[Set task]: Produce a word-for-word copy of the listing below without its pictures.

-------- Data shown

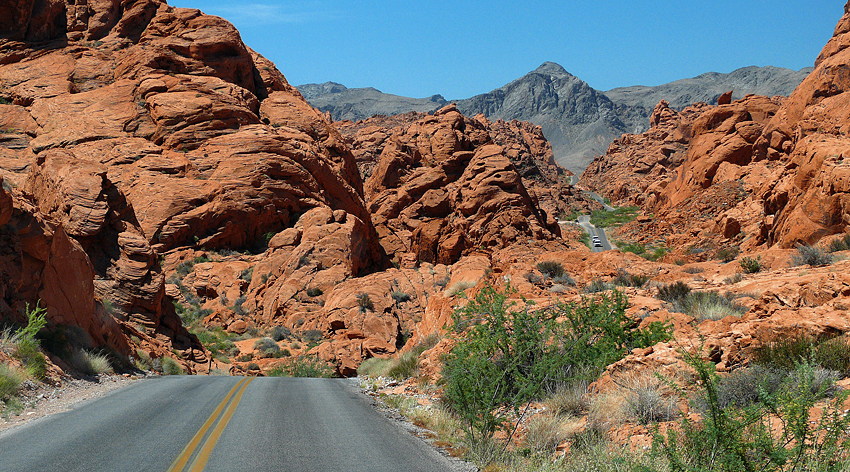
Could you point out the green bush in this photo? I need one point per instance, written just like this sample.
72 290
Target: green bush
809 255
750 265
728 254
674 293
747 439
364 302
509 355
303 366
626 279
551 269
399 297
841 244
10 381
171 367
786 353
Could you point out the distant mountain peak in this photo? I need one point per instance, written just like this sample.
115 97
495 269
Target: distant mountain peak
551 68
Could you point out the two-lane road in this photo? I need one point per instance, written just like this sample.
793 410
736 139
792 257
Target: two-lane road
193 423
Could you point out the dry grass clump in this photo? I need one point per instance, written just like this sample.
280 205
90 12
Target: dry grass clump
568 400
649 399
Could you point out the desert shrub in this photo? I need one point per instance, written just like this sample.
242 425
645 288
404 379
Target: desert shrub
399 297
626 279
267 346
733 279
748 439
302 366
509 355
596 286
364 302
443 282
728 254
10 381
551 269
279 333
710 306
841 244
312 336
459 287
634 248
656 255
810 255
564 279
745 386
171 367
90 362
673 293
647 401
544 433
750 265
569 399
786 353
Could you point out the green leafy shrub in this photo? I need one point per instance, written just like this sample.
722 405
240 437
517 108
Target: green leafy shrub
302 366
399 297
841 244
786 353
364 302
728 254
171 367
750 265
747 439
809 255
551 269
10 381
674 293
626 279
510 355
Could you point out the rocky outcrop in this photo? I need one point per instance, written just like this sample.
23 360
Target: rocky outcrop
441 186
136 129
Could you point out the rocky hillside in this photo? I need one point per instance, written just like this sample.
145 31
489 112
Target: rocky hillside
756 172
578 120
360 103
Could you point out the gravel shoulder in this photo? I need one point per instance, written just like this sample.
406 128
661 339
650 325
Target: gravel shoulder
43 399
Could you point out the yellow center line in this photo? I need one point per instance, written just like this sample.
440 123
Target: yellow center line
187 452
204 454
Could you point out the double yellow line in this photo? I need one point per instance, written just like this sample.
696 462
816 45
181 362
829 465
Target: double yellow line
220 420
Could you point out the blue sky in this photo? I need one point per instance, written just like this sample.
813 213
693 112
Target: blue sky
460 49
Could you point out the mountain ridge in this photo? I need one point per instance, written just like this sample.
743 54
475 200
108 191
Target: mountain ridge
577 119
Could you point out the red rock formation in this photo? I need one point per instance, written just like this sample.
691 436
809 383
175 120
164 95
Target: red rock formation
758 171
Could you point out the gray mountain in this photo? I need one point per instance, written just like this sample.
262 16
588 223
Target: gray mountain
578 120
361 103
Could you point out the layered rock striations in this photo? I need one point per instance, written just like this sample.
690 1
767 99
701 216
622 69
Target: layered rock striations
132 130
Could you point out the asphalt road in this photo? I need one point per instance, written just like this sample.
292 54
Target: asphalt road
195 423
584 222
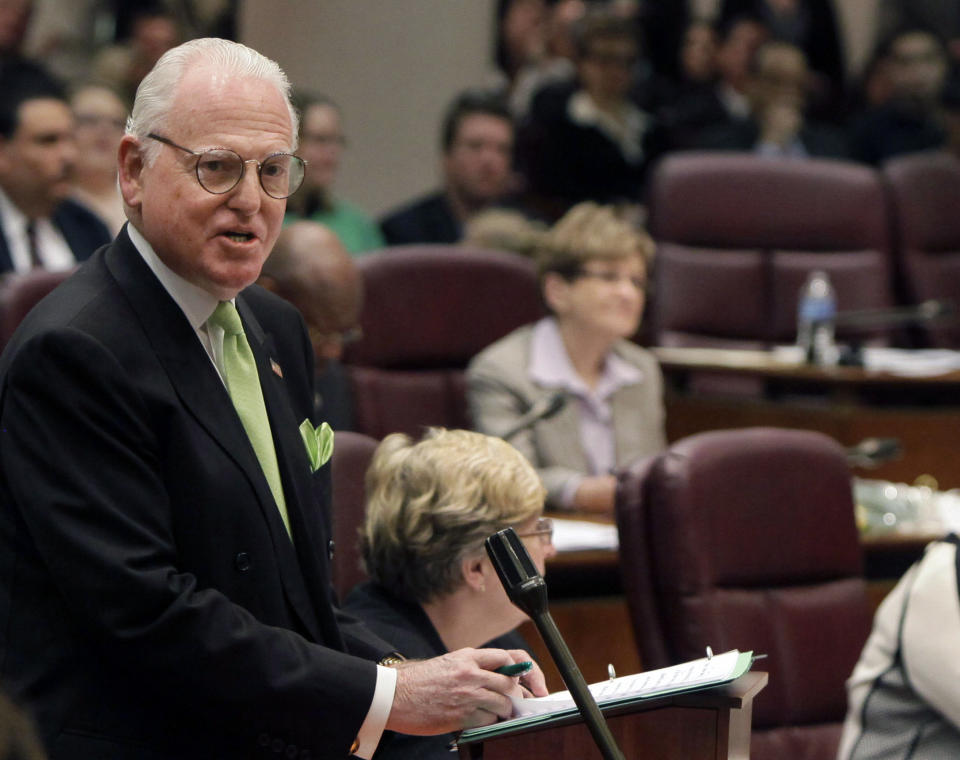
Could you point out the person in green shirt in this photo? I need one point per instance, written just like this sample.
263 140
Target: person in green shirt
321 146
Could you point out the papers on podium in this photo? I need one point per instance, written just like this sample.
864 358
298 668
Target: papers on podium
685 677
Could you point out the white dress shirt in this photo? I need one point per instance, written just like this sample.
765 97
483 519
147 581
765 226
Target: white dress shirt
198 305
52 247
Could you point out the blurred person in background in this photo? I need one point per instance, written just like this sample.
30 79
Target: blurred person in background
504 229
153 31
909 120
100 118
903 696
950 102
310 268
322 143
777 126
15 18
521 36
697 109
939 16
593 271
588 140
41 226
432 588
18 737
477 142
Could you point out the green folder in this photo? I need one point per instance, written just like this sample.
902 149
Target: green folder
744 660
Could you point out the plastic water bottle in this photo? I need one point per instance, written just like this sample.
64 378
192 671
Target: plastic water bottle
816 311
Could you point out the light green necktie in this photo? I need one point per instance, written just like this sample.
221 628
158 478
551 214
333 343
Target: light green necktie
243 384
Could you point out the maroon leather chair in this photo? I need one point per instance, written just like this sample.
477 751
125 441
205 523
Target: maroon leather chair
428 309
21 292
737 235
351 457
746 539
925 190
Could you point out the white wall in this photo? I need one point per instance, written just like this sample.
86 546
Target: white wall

----------------

[Response to this task]:
Could you point out the green bush in this photo? I need one point per instance, written just like this sample.
72 290
Target: green bush
809 255
750 265
728 254
674 293
747 439
364 302
509 355
303 366
626 279
551 269
399 297
841 244
10 381
171 367
786 353
Could you point out the distant mountain peak in this photo? I need one point per instance, written just like this sample.
115 97
495 269
Target: distant mountain peak
551 68
Could you point out the two-lane road in this photo? I need one point per instance, written just like this sample.
793 410
736 139
792 257
Target: two-lane road
193 423
Could you point out the dry grass clump in this photo? I need one point per instance, written just like this sample.
280 205
90 12
Target: dry grass clump
568 400
649 399
Could you point out the desert shrub in this photo? I need one point per instance, written just like this sample.
242 425
645 288
404 379
Target: desert shrub
399 297
626 279
267 346
733 279
748 439
302 366
509 355
596 286
364 302
443 282
728 254
10 381
551 269
279 333
710 306
841 244
312 336
459 287
634 248
656 255
810 255
564 279
745 386
171 367
90 362
673 293
647 401
544 433
750 265
569 399
786 353
Could you point out the green leafy shrub in this photo? I need one point per instance, written just like this sample.
722 405
240 437
517 108
Target: green leafy shrub
302 366
399 297
841 244
786 353
364 302
728 254
171 367
750 265
747 439
809 255
551 269
10 381
674 293
626 279
510 355
Could you point out the rocky outcrop in this photo? I need one point per instance, written just like this sample.
23 360
Target: rocky outcrop
441 186
136 129
Could you point out the rocky hillside in this photo? I need one point per instance, written just like this sample.
145 31
489 112
Target: rocky hillside
756 172
578 120
360 103
Could you point out the gravel shoulder in this photo? I need one point per instance, written just like this sample.
406 128
661 339
650 325
Target: gravel shoulder
43 399
Could you point out the yellow center line in this photo? I need one point per instance, written just like this sample.
440 123
Target: yellow center line
187 452
204 454
Could you point out the double yellow line in this photo? I need one point per instance, written just like this sample.
696 462
816 45
181 362
829 465
Target: double yellow line
220 420
Could you point out the blue sky in this photo? I need one point per instance, written just like this sample.
813 213
693 112
Target: blue sky
460 49
Could you point out the mountain ridge in this photo? I need one point per instance, written just like this sample.
743 54
475 200
108 191
Target: mountain ridge
577 119
Could you point out the red rock formation in this photo? I need one point per instance, written just like this sample.
691 436
809 383
175 120
164 95
Target: red rock formation
758 171
Could you point out the gray mountain in this photo? I need one point per instance, written just like this sample.
262 16
588 223
Target: gray mountain
578 120
361 103
Could you point out the layered rock striations in this photo? I need one point per instance, written just like this sample.
690 1
767 99
701 216
622 69
Target: layered rock striations
132 130
Could you point out the asphalt road in this photo? I need one point per instance, written just like this sample.
292 54
Target: asphalt road
195 423
584 222
Could you point out the person in green shirt in this photo? I need one point per instance, written just like this sample.
263 140
Target: person in green shirt
321 146
Could you point out the papers on podium in this photo? I need one point per instance, written just like this sample.
864 358
298 668
Target: papers on podium
685 677
Could you point out the white dress shirt in this photo? I need one point per instance, written just like this sample.
765 97
483 519
147 581
765 226
Target: white dress shirt
198 305
52 247
Could you point out the blurred person in background in this photo? I need one point per instance, written just like this sample.
30 79
Target: blurred person in background
504 229
153 31
909 120
100 118
903 696
950 102
310 268
322 143
777 126
15 18
521 36
697 109
939 16
593 271
588 140
41 226
432 588
18 737
477 142
Could you point out the green folder in this photo? I need one point per instance, written just like this sample.
902 149
Target: green folder
744 660
Could you point out the plastic water bottle in this photo? I need one point per instance, written just like this sample.
64 378
192 671
Target: plastic water bottle
816 311
Could you point out the light green necktie in this photo? I need one point per instance, written just like this sample.
221 628
158 478
551 214
333 343
Target: light green necktie
243 384
Could you point out the maroon leather chair in this photo? I need one point per instance, written just like this sample.
477 751
125 441
205 523
Target: maroon leather chair
428 309
21 292
737 235
351 457
746 539
925 190
Could you point out the white wall in this photo? I need one point per instance, written just like this sample.
86 546
Target: white wall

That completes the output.